┌──
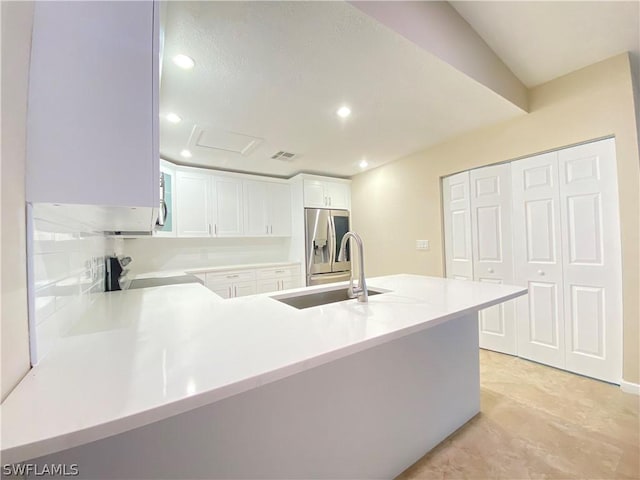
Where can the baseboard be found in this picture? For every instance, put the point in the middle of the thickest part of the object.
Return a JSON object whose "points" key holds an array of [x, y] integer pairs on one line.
{"points": [[629, 387]]}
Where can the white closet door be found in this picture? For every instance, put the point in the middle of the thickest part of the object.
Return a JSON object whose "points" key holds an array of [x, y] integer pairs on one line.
{"points": [[492, 254], [538, 259], [592, 260], [457, 226]]}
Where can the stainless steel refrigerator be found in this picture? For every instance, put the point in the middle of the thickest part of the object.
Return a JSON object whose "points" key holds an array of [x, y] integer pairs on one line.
{"points": [[324, 229]]}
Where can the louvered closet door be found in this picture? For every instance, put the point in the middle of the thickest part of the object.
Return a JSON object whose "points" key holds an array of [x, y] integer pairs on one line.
{"points": [[490, 191], [457, 226], [538, 258], [592, 260]]}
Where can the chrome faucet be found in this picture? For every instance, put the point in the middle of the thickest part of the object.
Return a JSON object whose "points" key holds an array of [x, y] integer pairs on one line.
{"points": [[361, 290]]}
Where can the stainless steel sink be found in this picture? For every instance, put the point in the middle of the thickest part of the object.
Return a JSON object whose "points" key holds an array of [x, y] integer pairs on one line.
{"points": [[308, 300]]}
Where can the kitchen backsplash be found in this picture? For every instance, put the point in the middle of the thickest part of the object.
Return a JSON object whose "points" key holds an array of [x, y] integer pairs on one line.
{"points": [[155, 254], [67, 270]]}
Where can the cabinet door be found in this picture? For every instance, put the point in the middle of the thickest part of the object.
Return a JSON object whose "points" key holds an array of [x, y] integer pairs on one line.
{"points": [[228, 207], [268, 285], [279, 195], [92, 108], [339, 195], [490, 189], [242, 289], [538, 258], [457, 226], [591, 260], [314, 194], [169, 175], [256, 208], [193, 204]]}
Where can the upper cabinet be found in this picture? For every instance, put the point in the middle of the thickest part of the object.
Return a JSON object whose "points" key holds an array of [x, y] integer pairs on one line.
{"points": [[193, 204], [267, 208], [93, 105], [227, 207], [208, 205], [324, 192]]}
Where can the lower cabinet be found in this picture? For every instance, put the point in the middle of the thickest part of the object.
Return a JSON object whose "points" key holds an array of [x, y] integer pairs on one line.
{"points": [[232, 284], [240, 283]]}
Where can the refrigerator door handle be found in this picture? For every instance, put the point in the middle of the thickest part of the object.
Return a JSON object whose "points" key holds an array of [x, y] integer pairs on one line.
{"points": [[332, 246]]}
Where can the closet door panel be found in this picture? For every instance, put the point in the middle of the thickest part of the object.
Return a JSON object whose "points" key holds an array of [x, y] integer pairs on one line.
{"points": [[592, 260], [490, 192], [457, 226], [538, 259]]}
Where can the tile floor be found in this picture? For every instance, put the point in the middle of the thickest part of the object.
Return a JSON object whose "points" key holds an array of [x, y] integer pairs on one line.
{"points": [[539, 422]]}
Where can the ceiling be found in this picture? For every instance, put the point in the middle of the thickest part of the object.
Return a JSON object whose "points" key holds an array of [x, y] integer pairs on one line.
{"points": [[540, 40], [269, 76]]}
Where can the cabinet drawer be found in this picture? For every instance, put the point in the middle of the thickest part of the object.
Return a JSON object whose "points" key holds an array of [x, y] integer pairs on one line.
{"points": [[279, 272], [230, 276]]}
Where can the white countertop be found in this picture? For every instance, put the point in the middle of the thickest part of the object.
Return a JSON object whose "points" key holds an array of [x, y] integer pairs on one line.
{"points": [[218, 268], [143, 355]]}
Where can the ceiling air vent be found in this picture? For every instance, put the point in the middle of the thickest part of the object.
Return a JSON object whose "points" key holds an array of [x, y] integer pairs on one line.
{"points": [[284, 156]]}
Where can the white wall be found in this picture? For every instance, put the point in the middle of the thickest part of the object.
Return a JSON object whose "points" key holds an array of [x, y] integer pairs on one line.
{"points": [[17, 21], [155, 254], [68, 269]]}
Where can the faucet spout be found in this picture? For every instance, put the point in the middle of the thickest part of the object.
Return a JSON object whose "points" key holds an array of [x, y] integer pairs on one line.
{"points": [[361, 290]]}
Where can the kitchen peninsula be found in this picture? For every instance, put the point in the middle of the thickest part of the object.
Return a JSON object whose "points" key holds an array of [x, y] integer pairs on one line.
{"points": [[176, 382]]}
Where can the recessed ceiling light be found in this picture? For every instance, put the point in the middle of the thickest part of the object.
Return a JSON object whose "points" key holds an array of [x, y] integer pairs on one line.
{"points": [[344, 111], [184, 61], [173, 118]]}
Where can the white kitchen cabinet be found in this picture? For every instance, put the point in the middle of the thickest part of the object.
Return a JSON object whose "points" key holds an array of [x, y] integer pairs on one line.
{"points": [[232, 284], [208, 205], [274, 279], [279, 207], [565, 236], [93, 106], [267, 208], [193, 204], [321, 192], [269, 285], [248, 281], [256, 216], [227, 207]]}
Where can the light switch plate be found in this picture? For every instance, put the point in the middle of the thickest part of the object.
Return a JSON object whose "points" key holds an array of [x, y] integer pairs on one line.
{"points": [[422, 244]]}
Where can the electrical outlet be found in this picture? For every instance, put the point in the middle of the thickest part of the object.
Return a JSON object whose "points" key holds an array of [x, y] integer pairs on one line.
{"points": [[422, 244]]}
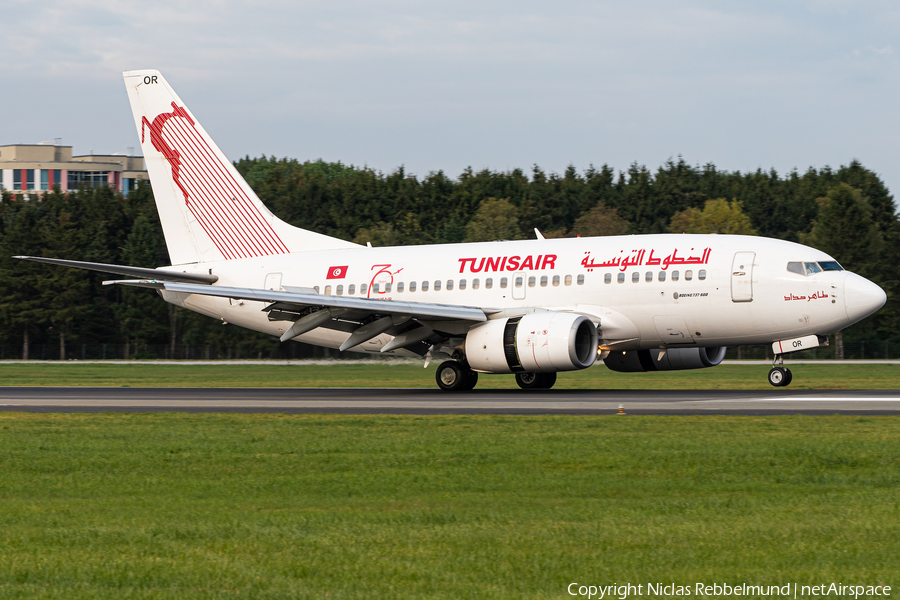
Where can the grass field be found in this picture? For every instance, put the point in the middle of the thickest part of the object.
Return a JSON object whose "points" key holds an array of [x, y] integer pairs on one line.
{"points": [[326, 506], [740, 377]]}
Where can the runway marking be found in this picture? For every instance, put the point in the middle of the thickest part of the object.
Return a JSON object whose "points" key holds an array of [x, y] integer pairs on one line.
{"points": [[803, 399]]}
└──
Repeat the data above exactly, but not the pictures.

Output for this task:
Where can the baseboard be found in this picture? For every instance, put the point in the middle of the thickest part of the object.
Return a JSON object whose "points" key holds an array of [x, y] integer pairs on one line.
{"points": [[629, 387]]}
Where can the white closet door be found in this picture? For every instance, put the point in the middle of the thickest part of the object.
Return a JSON object whose "points" key holds an array of [x, y] integer pairs on one line.
{"points": [[492, 254], [538, 259], [592, 260], [457, 226]]}
Where can the stainless steel refrigerator be found in this picture? For every instance, put the point in the middle of the thickest part of the object.
Return a JSON object whose "points" key holds an array of [x, y] integer pairs on one line.
{"points": [[324, 229]]}
Where can the louvered closet door be found in this picture? For every instance, put the point in the middle of the thickest part of the object.
Return a JSON object whose "points" key holds an array of [x, y] integer pairs on one line.
{"points": [[490, 191], [457, 226], [538, 258], [592, 260]]}
Where can the chrome faucet be found in this picture? For every instance, put the point in the middle of the thickest part of the object.
Return a JSON object whose "points" key holds an array of [x, y] integer pairs on one line.
{"points": [[361, 290]]}
Where can the stainless steel sink be found in this picture? For every instance, put the point in the middle of the thickest part of the object.
Return a JSON object whose "points" key holds an array of [x, y] integer pairs on one line.
{"points": [[308, 300]]}
Where can the kitchen backsplash be found in this picture? For every instance, put the point in the middle of the thickest part of the object.
Return a JSON object whose "points" key holds an array of [x, y] integer pairs on one line.
{"points": [[155, 254], [67, 270]]}
Where can the cabinet door be found in this picture? For every instance, put the point in the middle of the thickest part of the object.
Return a JSON object whose "points" key holds an array of [x, y] integer pairs on one line.
{"points": [[228, 207], [268, 285], [279, 195], [92, 108], [339, 195], [490, 189], [242, 289], [538, 258], [457, 226], [591, 260], [314, 194], [169, 175], [256, 208], [193, 204]]}
Where can the upper cabinet be found in this picture? For every instance, put the point in the middle of the thickest part of the object.
Return a JSON object whose "points" key holds an array of [x, y] integer pairs on one line.
{"points": [[193, 204], [267, 208], [93, 105], [227, 207], [208, 205], [324, 192]]}
Where can the lower cabinet be found in this picture? For every instance, put the point in the middle of the thickest part of the object.
Return a JSON object whose "points" key holds an array of [x, y] integer pairs on one line.
{"points": [[232, 284], [240, 283]]}
Where can the refrigerator door handle be found in this picture? For every instance, put the point in the middle of the thickest part of the object.
Return a JSON object whose "points" key holds an array of [x, y] integer pairs on one line.
{"points": [[332, 246]]}
Where can the closet door panel be found in this picture? For every instance, put the point in the middle of the thickest part of the object.
Return a JSON object whose "points" key holds an array of [x, y] integer pairs on one line.
{"points": [[592, 260], [490, 192], [457, 226], [538, 259]]}
Where can the tile floor be found in this picture? For every instance, put the point in the middle of the thickest part of the object.
Return a JSON object whose "points" key holds an array of [x, y] integer pairs on one line.
{"points": [[539, 422]]}
Where can the ceiling be found in this picture? For every instance, put the point in the middle of the thickest part of the object.
Return a JSON object whose "points" key holds an array of [x, y] integer pairs on one line.
{"points": [[540, 40], [269, 76]]}
Where can the cabinet drawer be found in this picture? For every instance, put the point in the middle of the thickest part of the object.
Return a JSON object whose "points" key holds an array of [x, y] integer pairs on one line.
{"points": [[279, 272], [230, 276]]}
Where can the white countertop be found in this picture? For every instance, put the point in the middle of the thickest part of the object.
Return a JSON object whose "points" key holds an array of [x, y] integer pairs on one line.
{"points": [[218, 268], [143, 355]]}
Where can the ceiling air vent be found in this picture? For every instance, put the point in the middle of the thickest part of the object.
Return a JSON object whose "points" key holds an array of [x, y] integer pairs on one line.
{"points": [[284, 156]]}
Where can the white wall be found in this picture? For every instance, put the point in the middle of the thickest part of the object.
Return a JSON object whose "points" key holds an array of [x, y] integer pairs on one line.
{"points": [[17, 21], [155, 254], [68, 269]]}
Where can the faucet spout be found in this picture? For every instance, put the point in the middle of the thickest part of the object.
Return a JSON object whose "points" key holds an array of [x, y] integer pairs on one line.
{"points": [[361, 290]]}
Where can the kitchen peninsula be found in this picture? For every instance, put the point in the middle of the thickest part of the object.
Return a JSON object whose "points" key holds an array of [x, y] integer pairs on one line.
{"points": [[176, 382]]}
Where can the recessed ceiling light be found in this picture? For every instance, put the point in the middle of the thickest part of the object.
Return a JSON object whose "points" key holds an array of [x, y] integer pairs on one line.
{"points": [[344, 111], [184, 61], [173, 118]]}
Where can the white kitchen cabinet be found in this picture? For every instance, put the point in the middle of the thickest part of the object.
Return a JSON object whose "points" key holds an array of [x, y] integer pairs on one line.
{"points": [[232, 284], [208, 205], [274, 279], [279, 207], [565, 236], [93, 106], [267, 208], [193, 204], [321, 192], [269, 285], [248, 281], [256, 216], [227, 207]]}
Where can the light switch plate be found in this picture? For every instance, put the point in the middle of the thickest part of the object.
Return a JSON object whose "points" key holds an array of [x, y] integer pairs on one line.
{"points": [[422, 244]]}
Where can the electrical outlet be found in this picture? For every instance, put the point in the middle of the thickest part of the object.
Return a JSON object whose "points" key holds an array of [x, y] integer pairs on one line.
{"points": [[422, 244]]}
Where can the grass field be found in this picture? For every instance, put the point in the middle of the thickest part of the object.
Return a JSON object whose "points" key holds an array of [x, y] integer pairs on one line.
{"points": [[326, 506], [740, 377]]}
Where can the runway marking be found in this picture? For every instance, put the point in the middle of the thickest part of the object.
Return a JSON object whose "points" key holds an array of [x, y] integer pairs on one line.
{"points": [[803, 399]]}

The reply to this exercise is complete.